[Data to process]
------------
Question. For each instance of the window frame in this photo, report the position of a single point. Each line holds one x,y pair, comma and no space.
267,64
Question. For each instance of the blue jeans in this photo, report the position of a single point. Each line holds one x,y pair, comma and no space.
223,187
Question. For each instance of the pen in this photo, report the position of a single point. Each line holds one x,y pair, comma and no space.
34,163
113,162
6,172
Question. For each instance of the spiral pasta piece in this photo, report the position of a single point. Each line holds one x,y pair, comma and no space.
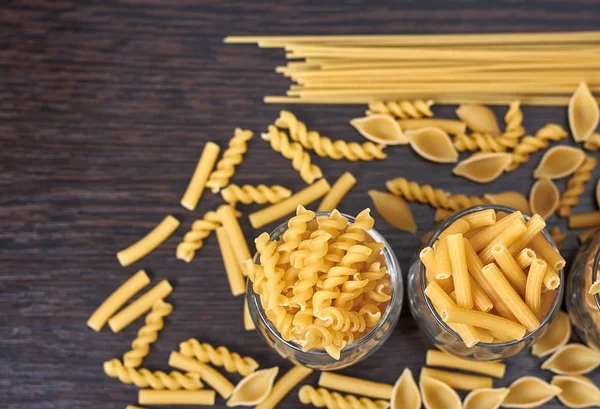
220,356
144,378
477,141
280,142
147,335
232,157
325,147
403,109
322,397
513,121
576,186
437,198
260,194
531,144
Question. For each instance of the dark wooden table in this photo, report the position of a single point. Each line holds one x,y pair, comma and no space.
104,110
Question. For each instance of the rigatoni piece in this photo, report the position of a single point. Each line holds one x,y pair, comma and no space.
515,275
514,302
460,273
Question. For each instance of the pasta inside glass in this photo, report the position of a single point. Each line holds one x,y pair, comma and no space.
357,350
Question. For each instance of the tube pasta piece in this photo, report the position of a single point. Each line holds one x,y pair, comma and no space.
321,397
532,144
482,218
140,306
557,335
576,391
302,198
309,172
483,167
509,198
513,300
284,385
394,210
513,272
233,155
544,198
150,397
378,390
460,274
260,194
483,320
433,144
479,118
559,162
234,232
205,165
381,129
451,126
443,359
149,242
438,395
584,220
254,388
485,398
572,359
220,356
147,335
339,189
117,299
437,198
405,393
144,378
208,374
584,114
529,392
440,300
403,109
545,251
235,277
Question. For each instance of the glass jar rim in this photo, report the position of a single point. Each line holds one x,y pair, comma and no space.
397,290
443,225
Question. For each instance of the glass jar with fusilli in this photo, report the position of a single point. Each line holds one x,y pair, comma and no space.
325,289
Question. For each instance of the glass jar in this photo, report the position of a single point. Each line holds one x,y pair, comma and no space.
351,354
583,308
434,328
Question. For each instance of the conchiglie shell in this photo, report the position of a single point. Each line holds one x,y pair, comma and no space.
479,118
511,199
583,113
483,167
544,198
529,392
433,144
438,395
556,336
573,359
254,388
381,129
558,162
405,394
485,398
577,391
394,210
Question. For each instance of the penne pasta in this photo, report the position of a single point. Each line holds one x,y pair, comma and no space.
460,274
443,359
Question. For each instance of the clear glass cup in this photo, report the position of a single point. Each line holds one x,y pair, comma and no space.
351,354
434,328
584,308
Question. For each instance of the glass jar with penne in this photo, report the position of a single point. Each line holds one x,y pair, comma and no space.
583,291
486,283
325,288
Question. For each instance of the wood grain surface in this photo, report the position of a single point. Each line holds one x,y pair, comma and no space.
104,109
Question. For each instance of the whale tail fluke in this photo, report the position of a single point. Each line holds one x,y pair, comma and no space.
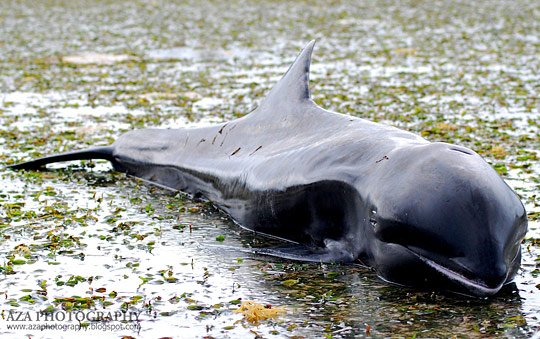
104,152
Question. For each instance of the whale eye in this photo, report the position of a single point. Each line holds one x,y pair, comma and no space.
372,218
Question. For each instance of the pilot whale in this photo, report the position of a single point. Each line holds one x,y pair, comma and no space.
339,189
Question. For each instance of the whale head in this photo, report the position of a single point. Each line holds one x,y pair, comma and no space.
442,217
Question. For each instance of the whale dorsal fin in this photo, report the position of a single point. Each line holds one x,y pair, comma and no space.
293,88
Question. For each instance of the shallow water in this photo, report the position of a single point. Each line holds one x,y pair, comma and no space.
465,73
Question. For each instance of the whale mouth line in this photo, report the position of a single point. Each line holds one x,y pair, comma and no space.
473,285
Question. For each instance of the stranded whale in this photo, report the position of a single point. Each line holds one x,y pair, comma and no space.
340,188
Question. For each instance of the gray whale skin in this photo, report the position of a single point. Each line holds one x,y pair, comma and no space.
424,214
------------
[Prompt]
Pictures are not part of the copy. Restate everything else in the listing word for word.

[Response area]
Question. For each instance of the window frame in this photo, report the position of a single point. Each line holds one x,y pair, comma and no space.
267,64
Question. For each instance of the blue jeans in this photo, report the position of a single point. Each line holds one x,y pair, comma and no space.
223,187
Question. For each instance of the pen in this photo, report the position of a single point. Each line holds one x,y pair, comma and no space.
34,163
113,162
6,172
Question. For each instance of the spiral pasta piece in this photo, report the position of a single point. Each line holds one x,y pair, comma and no space.
220,356
144,378
477,141
280,142
147,335
232,157
325,147
403,109
322,397
513,121
576,186
437,198
260,194
531,144
Question. For each instance of the dark wooden table in this photo, report the position of a single point. Each line holds one x,y pair, comma and no space.
104,110
Question. For each instance of the rigatoni piece in this photo, report the position of a single point. Each line holds one x,y pair, comma and no space.
515,275
514,302
460,273
Question. For each instance of the pasta inside glass in this photo, report the position of a single point. Each line holds one x,y pair, comma and no space.
357,350
Question. For each instance of the tube pasta piece in this photo, report the position of a single point. Each line holds one x,y pair, comma and no space.
321,397
532,144
482,218
140,306
557,335
576,391
302,198
309,172
483,167
509,198
513,300
284,385
394,210
513,272
233,155
544,198
150,397
378,390
460,274
260,194
483,320
433,144
479,118
559,162
234,232
205,165
381,129
451,126
443,359
149,242
438,395
584,220
254,388
485,398
572,359
220,356
147,335
339,189
117,299
437,198
405,393
144,378
208,374
584,114
529,392
440,300
403,109
545,251
235,277
Question. For each instance of the glass jar rim in this photo, report the position of a single point. Each line holds one x,y pair, comma and no space.
397,290
443,225
Question. For each instance of the glass jar with fusilli in this photo, report the position of a single point. Each line holds one x,y pair, comma and no space.
325,289
Question. For each instance of the glass jar in this photo, report the position of a single point. Each line holds one x,y pair, comma and no space.
351,354
583,308
434,328
Question. For each instance of the conchiglie shell in this photo, report the position of a single point. Each line holds one x,y pair, comma and no space.
479,118
511,199
583,113
483,167
544,198
529,392
433,144
438,395
556,336
573,359
254,388
381,129
558,162
405,394
485,398
577,391
394,210
Question. For each instance of the penne pasta in this photo, report the position of a single point. Each line holds one x,y pair, comma and no space.
460,274
443,359
Question. For each instance of the clear glass cup in this photo, report the position of a single point. Each line holds one x,y pair, comma and no space.
351,354
434,328
584,308
Question. For each instance of the glass jar with penne in this photo, report the position of a single point. Each line holds one x,y pair, comma and no space.
583,291
486,283
325,288
Question. For each instance of the wood grain surface in this photo, report the position of a single point. Each line holds one x,y pair, comma and no space.
104,109
Question. For each instance of the whale tail fluke in this photo, report the position of a single point. Each line holds one x,y pair, comma and no space.
104,152
Question. For each instance of the whale eye in this photo, report the position of a single point. Each line holds one x,y pair, comma and no space.
372,218
Question. For each instance of the pilot whale in this photo, report the position of a single point. Each line holds one x,y pair, comma and no space.
339,189
Question. For each instance of the whale head in this photo, report the position of a single point. Each line holds one x,y pair, comma and no space.
442,217
Question. For each instance of the whale dorsal fin in this photo, report the position of a single point. Each line holds one x,y pair, comma and no space.
293,88
Question. For each instance of the shallow water in this photo, report the position of a single point. Each line holds one x,y pair, comma and no space.
465,73
Question. For each instance of the whale mouth line in this photo, report the position of a single point. Each line holds one x,y pair, comma and no space.
473,285
Question. For each instance of the stranded whale in this photo, report the position of a single point. Each line holds one x,y pair, comma and no space.
340,188
Question. For each instance of the gray whale skin in this photo, report the position of a single point. Each line holds one x,y pair, comma and no space.
424,214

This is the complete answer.